COMPITI RICHIESTI ▸
• A. Riporta il tratto del brano sul fotogiornalismo che va da "Di fronte agli" fino a "l'anima del fotogiornalismo?".
• B. Conta le righe dell'elenco in cui compare la stringa "knee", distinguendo tra maiuscole e minuscole, e scrivi soltanto il numero.

ESTRATTO DEL TESTO ▸
++++++++++++++++++++
Di fronte agli occhi di un qualsiasi fotografo c’è una realtà oggettiva da descrivere, interpretabile e, da sempre, manipolabile. In che cosa dovrebbe consistere l'anima del fotogiornalismo?

5 minuti di lettura

Tra realtà oggettiva e manipolazione, tra etica ed estetica esiste un mondo che viene messo in discussione ogni giorno, un mondo ricolmo e strabordante di immagini, che oggi si trova ancora una volta di fronte a una nuova crisi del postulato secondo il quale la fotografia svolgerebbe una funzione di mimesi, di testimone nei confronti della realtà, ovvero di una sua rappresentazione quale fosse una prova di esistenza di ciò che viene espresso in uno scatto. L’anima del fotogiornalismo dovrebbe consistere proprio in questo: il fotoreporter che, attraverso le sue immagini, aiuta gli altri a vedere e comprendere luoghi e situazioni distanti, diventa invece il bersaglio mediatico messo sotto pressione, con dibattiti che partono dalle origini di questa professione e che oggi si fanno sempre più reali.

Dai fatti si deduce che la realtà imparziale è ben lontana dal postulato mimetico, non soltanto dopo la nascita di uno strumento potente come Photoshop o simili programmi di manipolazione. La questione si attesta molto prima, nello stesso fatto che la fotografia si manifesta solo in apparenza come la copia neutrale del mondo e fornisce un risultato molto più complesso di una semplice copia, molto più vicino alla rappresentazione pittorica, anche se si tratta di due forme che non si equivalgono mai.
++++++++++++++++++++
ELENCO FORNITO ▸
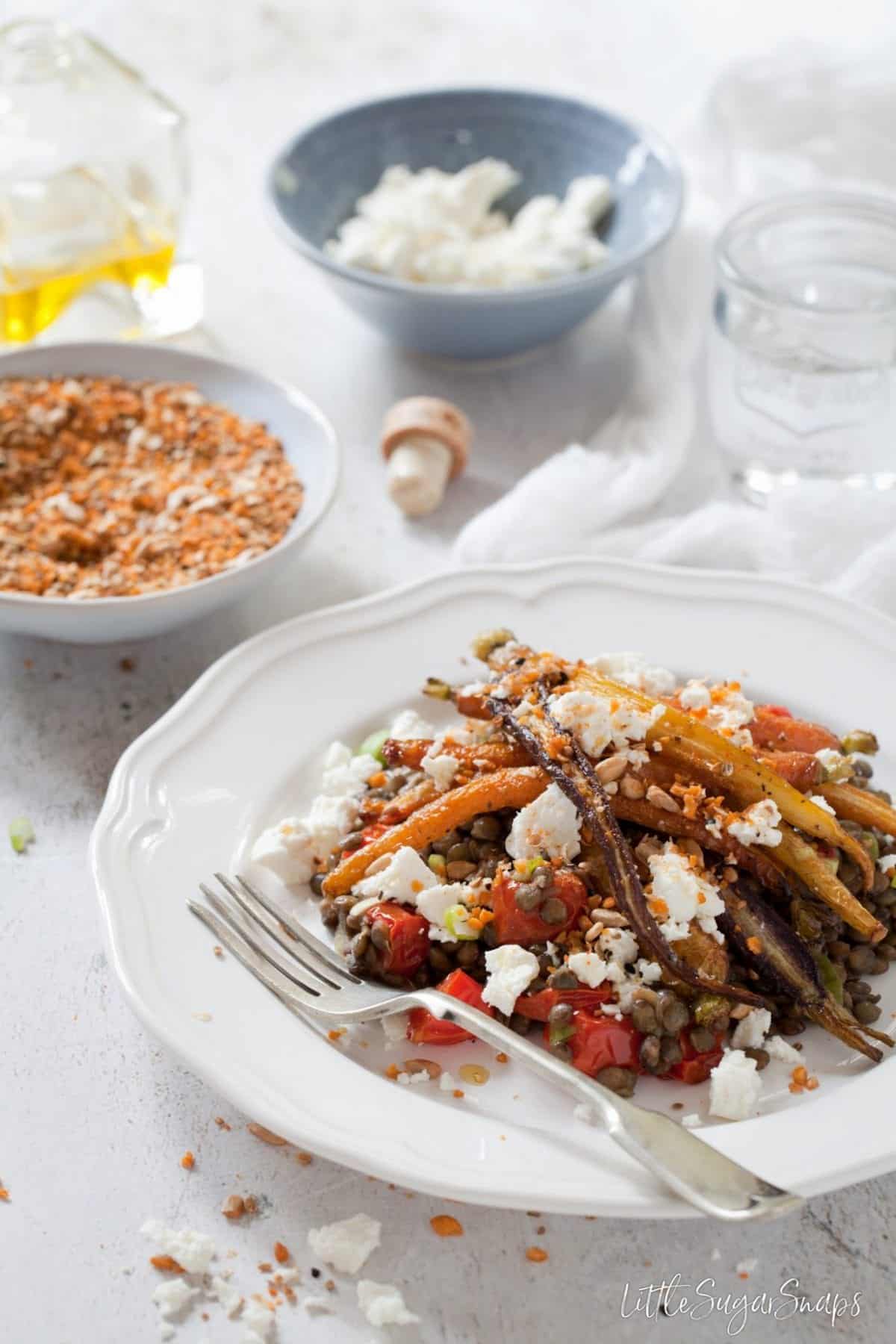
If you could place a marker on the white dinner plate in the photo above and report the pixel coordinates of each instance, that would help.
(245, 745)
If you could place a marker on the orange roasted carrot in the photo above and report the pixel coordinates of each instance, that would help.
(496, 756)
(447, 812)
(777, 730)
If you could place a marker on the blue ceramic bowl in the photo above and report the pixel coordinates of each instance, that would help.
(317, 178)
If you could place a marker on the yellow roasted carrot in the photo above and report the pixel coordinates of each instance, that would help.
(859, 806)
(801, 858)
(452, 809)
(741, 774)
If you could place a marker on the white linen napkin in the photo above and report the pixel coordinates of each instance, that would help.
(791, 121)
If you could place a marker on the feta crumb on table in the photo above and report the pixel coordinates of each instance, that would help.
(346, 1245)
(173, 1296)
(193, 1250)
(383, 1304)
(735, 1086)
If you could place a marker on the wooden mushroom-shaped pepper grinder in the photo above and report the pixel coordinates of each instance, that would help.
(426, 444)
++++++++++++++++++++
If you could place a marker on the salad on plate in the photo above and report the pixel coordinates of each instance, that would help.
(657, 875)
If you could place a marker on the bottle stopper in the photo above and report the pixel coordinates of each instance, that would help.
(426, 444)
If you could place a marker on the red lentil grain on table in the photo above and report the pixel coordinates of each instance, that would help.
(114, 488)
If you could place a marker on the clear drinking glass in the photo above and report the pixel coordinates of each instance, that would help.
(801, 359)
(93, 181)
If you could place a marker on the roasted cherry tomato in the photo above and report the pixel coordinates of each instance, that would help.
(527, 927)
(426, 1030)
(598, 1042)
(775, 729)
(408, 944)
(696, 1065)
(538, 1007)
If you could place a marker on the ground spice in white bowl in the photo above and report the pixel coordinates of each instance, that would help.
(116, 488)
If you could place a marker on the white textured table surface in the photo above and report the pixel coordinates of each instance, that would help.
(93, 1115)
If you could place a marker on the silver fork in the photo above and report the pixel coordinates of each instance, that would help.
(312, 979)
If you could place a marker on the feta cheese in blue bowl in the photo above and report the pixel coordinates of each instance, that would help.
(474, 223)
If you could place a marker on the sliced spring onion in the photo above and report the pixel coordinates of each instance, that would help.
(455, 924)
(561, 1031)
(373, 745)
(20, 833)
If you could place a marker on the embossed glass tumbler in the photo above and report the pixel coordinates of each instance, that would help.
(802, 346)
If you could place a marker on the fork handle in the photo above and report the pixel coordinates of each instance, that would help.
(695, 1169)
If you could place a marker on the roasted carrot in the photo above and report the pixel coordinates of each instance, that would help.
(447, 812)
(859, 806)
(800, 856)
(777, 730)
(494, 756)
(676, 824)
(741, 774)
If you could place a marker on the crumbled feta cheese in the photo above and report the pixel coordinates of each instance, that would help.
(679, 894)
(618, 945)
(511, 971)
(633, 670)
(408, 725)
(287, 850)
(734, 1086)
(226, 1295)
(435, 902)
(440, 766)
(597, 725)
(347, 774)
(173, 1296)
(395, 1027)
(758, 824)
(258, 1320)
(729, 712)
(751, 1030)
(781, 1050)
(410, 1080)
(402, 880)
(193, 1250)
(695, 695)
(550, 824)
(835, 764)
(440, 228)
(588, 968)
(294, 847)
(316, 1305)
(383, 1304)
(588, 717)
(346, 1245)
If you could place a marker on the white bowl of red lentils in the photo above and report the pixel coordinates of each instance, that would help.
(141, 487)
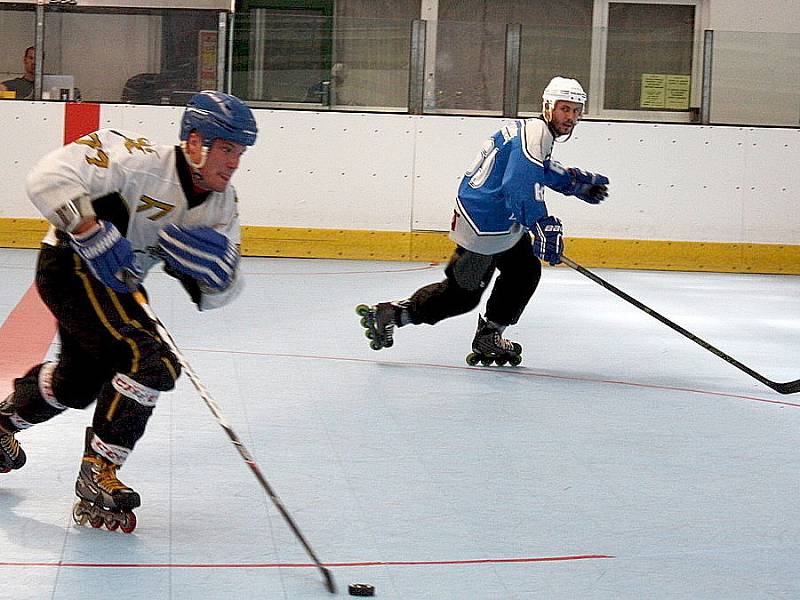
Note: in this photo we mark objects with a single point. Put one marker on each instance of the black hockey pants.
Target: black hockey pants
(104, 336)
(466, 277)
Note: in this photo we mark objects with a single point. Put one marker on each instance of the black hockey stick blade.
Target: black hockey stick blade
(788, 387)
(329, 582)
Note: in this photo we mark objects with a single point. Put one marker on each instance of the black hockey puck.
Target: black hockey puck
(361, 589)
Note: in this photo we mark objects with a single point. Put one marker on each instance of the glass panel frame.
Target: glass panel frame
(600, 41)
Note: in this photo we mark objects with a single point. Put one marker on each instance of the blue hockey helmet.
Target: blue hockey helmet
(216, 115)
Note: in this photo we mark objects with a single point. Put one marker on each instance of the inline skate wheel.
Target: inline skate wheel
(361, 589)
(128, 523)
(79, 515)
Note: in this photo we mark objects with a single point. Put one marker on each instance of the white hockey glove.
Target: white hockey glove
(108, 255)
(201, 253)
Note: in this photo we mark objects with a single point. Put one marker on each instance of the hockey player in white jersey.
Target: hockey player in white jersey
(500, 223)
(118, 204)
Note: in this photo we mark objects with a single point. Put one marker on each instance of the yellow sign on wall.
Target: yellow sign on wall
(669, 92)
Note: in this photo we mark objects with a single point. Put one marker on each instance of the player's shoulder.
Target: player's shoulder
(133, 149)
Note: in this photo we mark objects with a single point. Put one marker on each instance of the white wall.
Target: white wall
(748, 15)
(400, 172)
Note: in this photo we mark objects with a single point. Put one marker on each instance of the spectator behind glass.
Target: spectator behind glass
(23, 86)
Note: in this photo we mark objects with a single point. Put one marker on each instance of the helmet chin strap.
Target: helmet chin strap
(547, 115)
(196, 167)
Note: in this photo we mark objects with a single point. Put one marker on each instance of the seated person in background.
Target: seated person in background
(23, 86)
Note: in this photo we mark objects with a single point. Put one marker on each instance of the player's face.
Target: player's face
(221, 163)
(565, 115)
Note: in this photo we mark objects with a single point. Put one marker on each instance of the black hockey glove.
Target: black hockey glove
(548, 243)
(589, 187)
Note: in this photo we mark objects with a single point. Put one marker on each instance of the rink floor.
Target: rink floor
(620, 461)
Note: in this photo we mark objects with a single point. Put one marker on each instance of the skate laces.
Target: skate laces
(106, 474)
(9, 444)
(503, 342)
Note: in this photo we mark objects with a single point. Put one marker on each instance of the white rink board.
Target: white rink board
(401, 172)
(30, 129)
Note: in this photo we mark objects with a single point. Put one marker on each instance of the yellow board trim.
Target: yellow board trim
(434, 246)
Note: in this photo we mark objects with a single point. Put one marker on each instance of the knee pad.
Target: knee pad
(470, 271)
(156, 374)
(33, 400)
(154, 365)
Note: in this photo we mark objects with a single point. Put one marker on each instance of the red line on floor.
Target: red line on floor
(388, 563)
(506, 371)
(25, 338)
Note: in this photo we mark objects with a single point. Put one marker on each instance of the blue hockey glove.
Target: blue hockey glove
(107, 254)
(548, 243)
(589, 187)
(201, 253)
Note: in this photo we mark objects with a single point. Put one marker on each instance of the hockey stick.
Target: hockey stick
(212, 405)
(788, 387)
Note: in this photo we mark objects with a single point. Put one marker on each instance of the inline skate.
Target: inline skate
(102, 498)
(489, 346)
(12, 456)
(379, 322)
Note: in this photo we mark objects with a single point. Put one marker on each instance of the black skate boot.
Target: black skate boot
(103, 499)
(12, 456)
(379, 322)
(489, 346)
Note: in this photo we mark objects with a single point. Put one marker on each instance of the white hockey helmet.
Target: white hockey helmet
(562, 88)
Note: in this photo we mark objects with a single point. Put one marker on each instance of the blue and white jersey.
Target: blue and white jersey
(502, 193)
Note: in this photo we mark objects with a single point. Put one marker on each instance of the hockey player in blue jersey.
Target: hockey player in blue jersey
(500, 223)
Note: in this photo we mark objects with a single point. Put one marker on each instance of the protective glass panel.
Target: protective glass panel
++++++++++++++++++++
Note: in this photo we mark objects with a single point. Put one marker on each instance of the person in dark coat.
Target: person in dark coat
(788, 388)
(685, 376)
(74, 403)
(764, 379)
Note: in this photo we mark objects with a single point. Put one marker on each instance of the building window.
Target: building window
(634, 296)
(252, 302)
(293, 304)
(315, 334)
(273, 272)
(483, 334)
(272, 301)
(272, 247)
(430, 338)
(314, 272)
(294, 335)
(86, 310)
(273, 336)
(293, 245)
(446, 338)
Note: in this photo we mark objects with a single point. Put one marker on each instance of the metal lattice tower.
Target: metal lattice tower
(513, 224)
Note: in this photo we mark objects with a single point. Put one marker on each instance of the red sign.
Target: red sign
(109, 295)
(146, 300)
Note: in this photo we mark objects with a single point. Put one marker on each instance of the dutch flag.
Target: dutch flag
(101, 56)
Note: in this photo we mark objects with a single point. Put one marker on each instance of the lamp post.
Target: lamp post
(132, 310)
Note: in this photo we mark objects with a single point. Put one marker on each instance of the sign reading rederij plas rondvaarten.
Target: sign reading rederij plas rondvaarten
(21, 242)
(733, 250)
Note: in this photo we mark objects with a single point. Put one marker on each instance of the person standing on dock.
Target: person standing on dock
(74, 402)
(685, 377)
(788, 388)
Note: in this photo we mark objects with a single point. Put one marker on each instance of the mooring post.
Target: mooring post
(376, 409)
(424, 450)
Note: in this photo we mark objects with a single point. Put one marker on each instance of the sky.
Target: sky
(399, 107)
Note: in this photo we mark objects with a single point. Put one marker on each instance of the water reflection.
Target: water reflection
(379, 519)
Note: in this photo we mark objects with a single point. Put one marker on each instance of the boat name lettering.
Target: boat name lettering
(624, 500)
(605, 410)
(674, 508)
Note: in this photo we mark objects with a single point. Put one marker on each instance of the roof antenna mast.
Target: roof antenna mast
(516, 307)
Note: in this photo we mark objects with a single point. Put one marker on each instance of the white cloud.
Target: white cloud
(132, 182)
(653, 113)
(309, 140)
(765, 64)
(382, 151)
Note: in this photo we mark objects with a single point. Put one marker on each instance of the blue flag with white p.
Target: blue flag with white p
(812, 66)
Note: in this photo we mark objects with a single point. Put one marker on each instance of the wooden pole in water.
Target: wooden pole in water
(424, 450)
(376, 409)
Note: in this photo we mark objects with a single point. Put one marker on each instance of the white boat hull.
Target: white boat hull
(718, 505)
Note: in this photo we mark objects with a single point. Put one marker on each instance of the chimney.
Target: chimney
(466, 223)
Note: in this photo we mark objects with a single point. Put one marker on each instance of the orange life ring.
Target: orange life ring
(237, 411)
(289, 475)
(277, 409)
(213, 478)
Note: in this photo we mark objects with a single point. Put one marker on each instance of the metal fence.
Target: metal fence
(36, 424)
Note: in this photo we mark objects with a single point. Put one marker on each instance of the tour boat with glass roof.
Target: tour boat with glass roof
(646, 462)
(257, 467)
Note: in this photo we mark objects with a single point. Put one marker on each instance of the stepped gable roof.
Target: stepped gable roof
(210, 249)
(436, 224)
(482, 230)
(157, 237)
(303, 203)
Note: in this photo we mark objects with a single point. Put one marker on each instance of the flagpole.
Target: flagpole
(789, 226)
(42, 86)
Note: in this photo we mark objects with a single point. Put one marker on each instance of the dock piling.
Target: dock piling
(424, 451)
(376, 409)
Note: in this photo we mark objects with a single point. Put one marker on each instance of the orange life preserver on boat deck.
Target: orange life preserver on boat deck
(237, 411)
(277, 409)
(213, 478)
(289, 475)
++++++++++++++++++++
SOLUZIONI DEI COMPITI ▸
• A.
Di fronte agli occhi di un qualsiasi fotografo c’è una realtà oggettiva da descrivere, interpretabile e, da sempre, manipolabile. In che cosa dovrebbe consistere l'anima del fotogiornalismo?

• B. 2